### Given request
Copy out all of the data below word for word, keeping every line unchanged.

+++ Data for this task +++

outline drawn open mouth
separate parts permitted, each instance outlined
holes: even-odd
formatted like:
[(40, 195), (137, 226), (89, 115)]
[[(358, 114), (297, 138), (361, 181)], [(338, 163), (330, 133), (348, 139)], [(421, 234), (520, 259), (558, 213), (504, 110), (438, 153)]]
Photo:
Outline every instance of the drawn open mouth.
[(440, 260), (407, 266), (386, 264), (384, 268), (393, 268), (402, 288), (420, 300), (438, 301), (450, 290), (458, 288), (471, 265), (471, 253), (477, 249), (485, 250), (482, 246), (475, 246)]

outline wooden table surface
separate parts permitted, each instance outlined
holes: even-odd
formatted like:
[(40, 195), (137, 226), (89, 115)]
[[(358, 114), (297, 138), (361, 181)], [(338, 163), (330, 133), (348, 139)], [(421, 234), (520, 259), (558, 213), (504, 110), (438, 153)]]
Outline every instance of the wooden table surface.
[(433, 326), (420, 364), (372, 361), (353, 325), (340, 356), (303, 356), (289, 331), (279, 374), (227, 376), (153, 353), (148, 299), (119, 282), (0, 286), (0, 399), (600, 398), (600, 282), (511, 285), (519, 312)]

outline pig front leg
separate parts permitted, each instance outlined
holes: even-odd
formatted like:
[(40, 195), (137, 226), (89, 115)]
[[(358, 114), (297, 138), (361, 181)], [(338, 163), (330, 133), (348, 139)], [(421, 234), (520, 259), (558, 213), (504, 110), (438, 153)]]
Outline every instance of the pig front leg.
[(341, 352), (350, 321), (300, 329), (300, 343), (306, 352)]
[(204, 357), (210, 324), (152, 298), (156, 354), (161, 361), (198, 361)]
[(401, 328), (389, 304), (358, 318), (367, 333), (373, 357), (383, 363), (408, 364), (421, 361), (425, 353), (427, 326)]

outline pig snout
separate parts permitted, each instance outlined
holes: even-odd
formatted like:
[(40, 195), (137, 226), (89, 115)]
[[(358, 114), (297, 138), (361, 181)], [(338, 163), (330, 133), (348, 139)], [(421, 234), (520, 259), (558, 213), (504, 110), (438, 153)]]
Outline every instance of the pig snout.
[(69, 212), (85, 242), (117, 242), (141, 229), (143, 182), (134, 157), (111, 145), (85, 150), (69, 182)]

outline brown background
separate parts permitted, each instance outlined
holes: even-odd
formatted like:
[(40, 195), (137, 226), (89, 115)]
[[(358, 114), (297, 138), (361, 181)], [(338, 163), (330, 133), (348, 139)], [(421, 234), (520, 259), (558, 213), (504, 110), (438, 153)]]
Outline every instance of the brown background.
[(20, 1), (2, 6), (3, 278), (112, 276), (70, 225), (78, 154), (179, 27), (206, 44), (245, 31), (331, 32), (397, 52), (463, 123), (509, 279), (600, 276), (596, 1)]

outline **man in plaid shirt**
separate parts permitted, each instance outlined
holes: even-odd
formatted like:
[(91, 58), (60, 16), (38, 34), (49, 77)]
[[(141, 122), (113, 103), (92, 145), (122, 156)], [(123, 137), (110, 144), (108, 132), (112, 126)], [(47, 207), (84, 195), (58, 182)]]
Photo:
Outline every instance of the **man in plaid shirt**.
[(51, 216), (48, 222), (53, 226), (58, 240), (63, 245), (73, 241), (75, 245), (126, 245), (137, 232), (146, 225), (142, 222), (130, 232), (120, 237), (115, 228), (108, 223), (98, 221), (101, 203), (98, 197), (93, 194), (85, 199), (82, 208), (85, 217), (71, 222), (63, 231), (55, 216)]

+++

### Completed exercise
outline drawn open mouth
separate parts permitted, each instance outlined
holes: even-odd
formatted like:
[(40, 195), (137, 226), (89, 115)]
[[(358, 114), (297, 138), (361, 181)], [(338, 163), (330, 133), (348, 139)], [(421, 234), (520, 259), (558, 213), (504, 110), (438, 153)]]
Photo:
Outline every instance of the drawn open mouth.
[(440, 260), (407, 266), (386, 264), (384, 268), (393, 268), (402, 288), (420, 300), (438, 301), (450, 290), (458, 288), (471, 265), (471, 253), (477, 249), (485, 250), (482, 246), (475, 246)]

outline wooden table surface
separate parts permitted, each instance outlined
holes: even-odd
formatted like:
[(40, 195), (137, 226), (89, 115)]
[[(358, 114), (297, 138), (361, 181)], [(338, 163), (330, 133), (348, 139)], [(421, 234), (520, 259), (558, 213), (504, 110), (438, 153)]]
Outline every instance of the wooden table surface.
[(433, 326), (420, 364), (372, 361), (353, 325), (340, 356), (303, 356), (289, 331), (279, 374), (227, 376), (153, 353), (148, 299), (119, 282), (0, 286), (0, 399), (600, 398), (600, 282), (511, 285), (519, 312)]

outline pig front leg
separate parts permitted, each instance outlined
holes: even-odd
formatted like:
[(40, 195), (137, 226), (89, 115)]
[[(358, 114), (297, 138), (361, 181)], [(338, 163), (330, 133), (348, 139)], [(421, 234), (520, 259), (558, 213), (504, 110), (438, 153)]]
Outline every instance of the pig front leg.
[(341, 352), (350, 321), (300, 329), (300, 343), (306, 352)]
[(204, 357), (210, 324), (152, 298), (156, 354), (161, 361), (198, 361)]
[(401, 328), (389, 304), (358, 318), (367, 333), (373, 357), (383, 363), (408, 364), (421, 361), (425, 353), (427, 326)]

outline pig snout
separate parts permitted, each instance outlined
holes: even-odd
formatted like:
[(40, 195), (137, 226), (89, 115)]
[[(358, 114), (297, 138), (361, 181)], [(338, 163), (330, 133), (348, 139)], [(421, 234), (520, 259), (558, 213), (504, 110), (438, 153)]]
Outline every instance of the pig snout.
[(69, 212), (85, 242), (117, 242), (141, 229), (143, 182), (134, 157), (111, 145), (85, 150), (69, 182)]

outline brown background
separate parts permitted, each instance outlined
holes: even-odd
formatted like:
[(40, 195), (137, 226), (89, 115)]
[[(358, 114), (297, 138), (361, 181)], [(338, 163), (330, 133), (348, 139)], [(421, 234), (520, 259), (558, 213), (504, 110), (438, 153)]]
Outline every instance of the brown background.
[(20, 1), (2, 6), (3, 278), (112, 276), (70, 225), (78, 154), (179, 27), (206, 44), (245, 31), (331, 32), (397, 52), (463, 123), (509, 279), (600, 276), (596, 1)]

outline **man in plaid shirt**
separate parts permitted, each instance outlined
holes: even-odd
formatted like:
[(91, 58), (60, 16), (38, 34), (49, 77)]
[[(141, 122), (113, 103), (92, 145), (122, 156)], [(123, 137), (110, 144), (108, 132), (112, 126)], [(47, 207), (84, 195), (58, 182)]]
Photo:
Outline every instance of the **man in plaid shirt**.
[(51, 216), (48, 222), (53, 226), (58, 240), (63, 245), (73, 241), (75, 245), (126, 245), (137, 232), (146, 225), (142, 222), (130, 232), (120, 237), (115, 228), (108, 223), (98, 221), (101, 203), (98, 197), (93, 194), (85, 199), (82, 208), (85, 217), (71, 222), (63, 231), (55, 216)]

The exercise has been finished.